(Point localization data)
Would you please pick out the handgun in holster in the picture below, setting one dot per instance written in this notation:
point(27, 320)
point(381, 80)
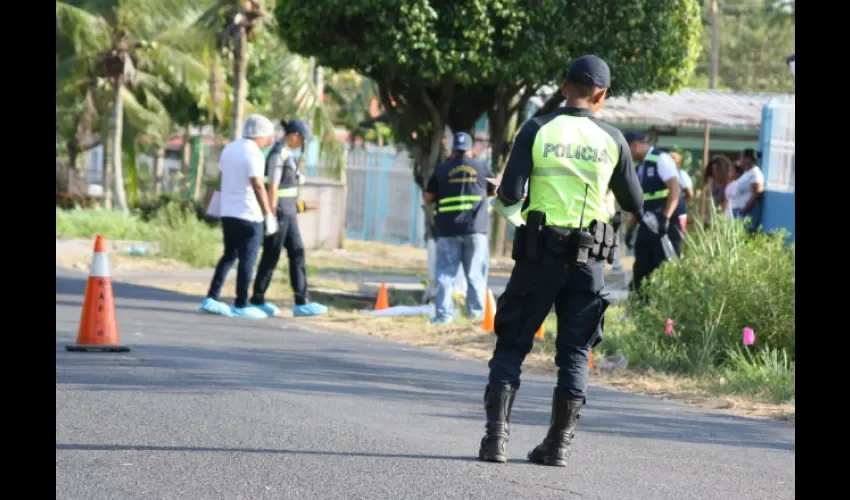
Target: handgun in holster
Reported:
point(616, 222)
point(581, 246)
point(535, 222)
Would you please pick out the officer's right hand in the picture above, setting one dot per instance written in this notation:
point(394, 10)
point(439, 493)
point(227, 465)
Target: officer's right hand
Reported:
point(271, 224)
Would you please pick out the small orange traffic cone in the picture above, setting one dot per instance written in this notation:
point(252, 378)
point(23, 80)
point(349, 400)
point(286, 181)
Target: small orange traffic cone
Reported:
point(98, 328)
point(541, 332)
point(383, 301)
point(488, 323)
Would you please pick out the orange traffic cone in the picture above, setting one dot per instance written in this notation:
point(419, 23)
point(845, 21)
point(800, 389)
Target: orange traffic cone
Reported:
point(488, 324)
point(541, 332)
point(383, 301)
point(98, 328)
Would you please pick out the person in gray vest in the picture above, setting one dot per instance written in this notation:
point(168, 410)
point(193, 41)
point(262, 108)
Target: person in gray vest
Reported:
point(460, 189)
point(282, 181)
point(659, 178)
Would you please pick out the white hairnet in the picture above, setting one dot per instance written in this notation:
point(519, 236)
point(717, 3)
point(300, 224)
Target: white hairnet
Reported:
point(257, 126)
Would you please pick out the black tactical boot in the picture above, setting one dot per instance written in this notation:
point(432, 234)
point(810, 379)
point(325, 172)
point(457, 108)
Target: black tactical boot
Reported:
point(498, 401)
point(555, 448)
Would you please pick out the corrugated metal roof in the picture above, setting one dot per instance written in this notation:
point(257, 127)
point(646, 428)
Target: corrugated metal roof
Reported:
point(690, 108)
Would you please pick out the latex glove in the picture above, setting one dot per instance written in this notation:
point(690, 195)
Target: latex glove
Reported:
point(630, 241)
point(653, 222)
point(271, 224)
point(511, 213)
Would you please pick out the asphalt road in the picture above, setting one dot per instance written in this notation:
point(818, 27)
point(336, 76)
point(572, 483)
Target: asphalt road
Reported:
point(207, 408)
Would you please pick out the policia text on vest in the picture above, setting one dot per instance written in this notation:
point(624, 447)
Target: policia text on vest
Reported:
point(570, 161)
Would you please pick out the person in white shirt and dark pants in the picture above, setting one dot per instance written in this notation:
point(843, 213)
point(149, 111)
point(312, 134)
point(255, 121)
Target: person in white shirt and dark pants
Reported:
point(244, 208)
point(748, 192)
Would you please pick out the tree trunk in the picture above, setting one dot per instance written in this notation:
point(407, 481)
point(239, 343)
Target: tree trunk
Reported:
point(503, 121)
point(185, 163)
point(240, 84)
point(159, 170)
point(199, 173)
point(116, 129)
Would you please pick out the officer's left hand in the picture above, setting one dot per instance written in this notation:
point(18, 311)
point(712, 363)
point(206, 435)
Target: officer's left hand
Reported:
point(663, 225)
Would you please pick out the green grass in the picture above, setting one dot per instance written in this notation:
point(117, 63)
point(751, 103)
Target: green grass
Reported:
point(181, 236)
point(86, 223)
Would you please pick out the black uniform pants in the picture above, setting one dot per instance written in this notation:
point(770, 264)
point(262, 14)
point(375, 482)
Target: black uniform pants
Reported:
point(533, 288)
point(649, 254)
point(289, 237)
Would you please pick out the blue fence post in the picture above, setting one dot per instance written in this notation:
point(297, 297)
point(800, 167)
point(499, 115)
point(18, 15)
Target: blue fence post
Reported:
point(414, 216)
point(385, 163)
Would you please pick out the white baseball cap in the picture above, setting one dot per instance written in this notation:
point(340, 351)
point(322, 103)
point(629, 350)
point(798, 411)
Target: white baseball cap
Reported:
point(257, 126)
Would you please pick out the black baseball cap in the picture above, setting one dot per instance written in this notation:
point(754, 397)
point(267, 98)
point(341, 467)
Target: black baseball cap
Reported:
point(462, 142)
point(589, 70)
point(297, 126)
point(633, 135)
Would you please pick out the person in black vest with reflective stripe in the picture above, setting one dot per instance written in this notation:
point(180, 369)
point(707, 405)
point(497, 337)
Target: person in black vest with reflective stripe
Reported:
point(460, 189)
point(282, 181)
point(659, 177)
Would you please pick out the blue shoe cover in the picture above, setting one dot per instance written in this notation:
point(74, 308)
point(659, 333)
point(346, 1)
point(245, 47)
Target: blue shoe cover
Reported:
point(213, 306)
point(311, 309)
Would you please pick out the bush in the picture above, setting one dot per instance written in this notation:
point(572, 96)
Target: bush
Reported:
point(726, 280)
point(149, 208)
point(86, 223)
point(175, 226)
point(182, 236)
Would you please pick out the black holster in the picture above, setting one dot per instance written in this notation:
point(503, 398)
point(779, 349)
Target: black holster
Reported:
point(520, 240)
point(534, 238)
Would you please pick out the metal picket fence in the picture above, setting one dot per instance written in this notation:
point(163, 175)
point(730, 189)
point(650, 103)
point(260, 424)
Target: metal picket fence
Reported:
point(383, 203)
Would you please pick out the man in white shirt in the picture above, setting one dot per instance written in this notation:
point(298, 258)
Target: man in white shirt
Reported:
point(282, 180)
point(659, 177)
point(244, 208)
point(748, 191)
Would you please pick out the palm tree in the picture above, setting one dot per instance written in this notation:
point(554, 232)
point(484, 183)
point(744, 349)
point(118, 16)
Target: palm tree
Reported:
point(108, 46)
point(232, 24)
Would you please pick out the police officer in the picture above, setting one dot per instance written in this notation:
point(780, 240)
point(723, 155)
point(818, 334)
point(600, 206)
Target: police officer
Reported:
point(282, 180)
point(570, 159)
point(662, 203)
point(460, 188)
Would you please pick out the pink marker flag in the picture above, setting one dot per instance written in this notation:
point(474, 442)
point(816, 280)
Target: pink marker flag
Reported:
point(749, 336)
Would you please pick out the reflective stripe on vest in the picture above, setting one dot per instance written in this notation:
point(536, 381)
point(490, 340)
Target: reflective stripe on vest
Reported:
point(656, 195)
point(571, 154)
point(651, 161)
point(456, 203)
point(287, 192)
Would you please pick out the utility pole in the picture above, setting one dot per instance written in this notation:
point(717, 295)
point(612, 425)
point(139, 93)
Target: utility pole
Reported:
point(715, 47)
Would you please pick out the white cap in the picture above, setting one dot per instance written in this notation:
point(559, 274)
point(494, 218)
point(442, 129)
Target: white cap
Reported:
point(257, 126)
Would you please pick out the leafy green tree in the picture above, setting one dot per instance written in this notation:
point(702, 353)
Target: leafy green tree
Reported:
point(440, 64)
point(755, 37)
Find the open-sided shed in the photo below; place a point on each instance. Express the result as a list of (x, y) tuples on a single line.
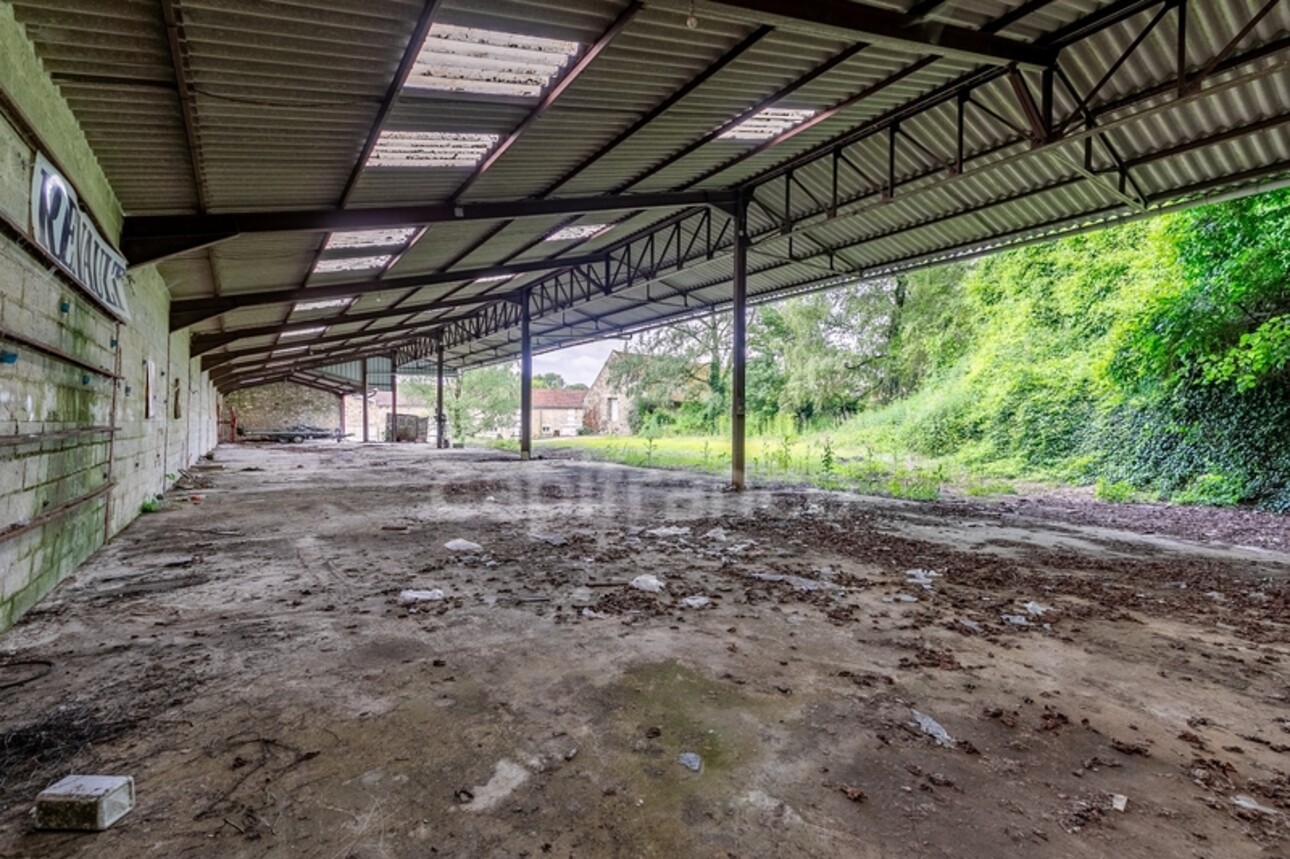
[(470, 181)]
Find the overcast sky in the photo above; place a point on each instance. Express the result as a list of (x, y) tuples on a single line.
[(577, 363)]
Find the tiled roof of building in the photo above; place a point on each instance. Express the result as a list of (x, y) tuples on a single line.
[(557, 399)]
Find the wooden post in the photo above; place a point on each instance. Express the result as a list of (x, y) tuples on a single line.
[(394, 399), (525, 382), (363, 383), (440, 418), (739, 307)]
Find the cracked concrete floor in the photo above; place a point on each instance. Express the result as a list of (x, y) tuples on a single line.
[(247, 658)]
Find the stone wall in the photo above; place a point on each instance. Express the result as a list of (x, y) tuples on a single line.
[(96, 415), (281, 405), (608, 405)]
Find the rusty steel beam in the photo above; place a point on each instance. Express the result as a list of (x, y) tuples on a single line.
[(194, 310), (179, 65), (150, 237)]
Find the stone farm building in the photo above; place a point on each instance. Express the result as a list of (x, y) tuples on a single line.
[(557, 412)]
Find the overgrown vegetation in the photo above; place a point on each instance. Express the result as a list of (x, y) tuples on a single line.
[(1148, 360)]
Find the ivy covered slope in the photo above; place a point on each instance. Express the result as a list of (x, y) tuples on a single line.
[(1150, 357)]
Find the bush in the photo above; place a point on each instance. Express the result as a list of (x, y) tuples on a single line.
[(1213, 488), (1116, 493)]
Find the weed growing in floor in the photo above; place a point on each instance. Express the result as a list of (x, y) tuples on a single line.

__ACTION ITEM__: Please return only the lines above, starting at the line that has "Would you please pick out the black holster" and ending at the line that has "Target: man in white shirt", keeping both and leaving each one unchanged.

__SOLUTION FOR THIS TASK__:
Would you please pick out the black holster in the picture above, setting one dot per instance written in this notation:
point(503, 398)
point(779, 349)
Target: black holster
Reported:
point(520, 240)
point(534, 238)
Would you please pick out the metal picket fence in the picture above, setting one dot per instance written in this notation:
point(163, 175)
point(730, 189)
point(650, 103)
point(260, 424)
Target: metal picket fence
Reported:
point(383, 203)
Would you please pick out the man in white shirt in the picture above, setting one dot per instance written in this notation:
point(298, 258)
Target: man in white shirt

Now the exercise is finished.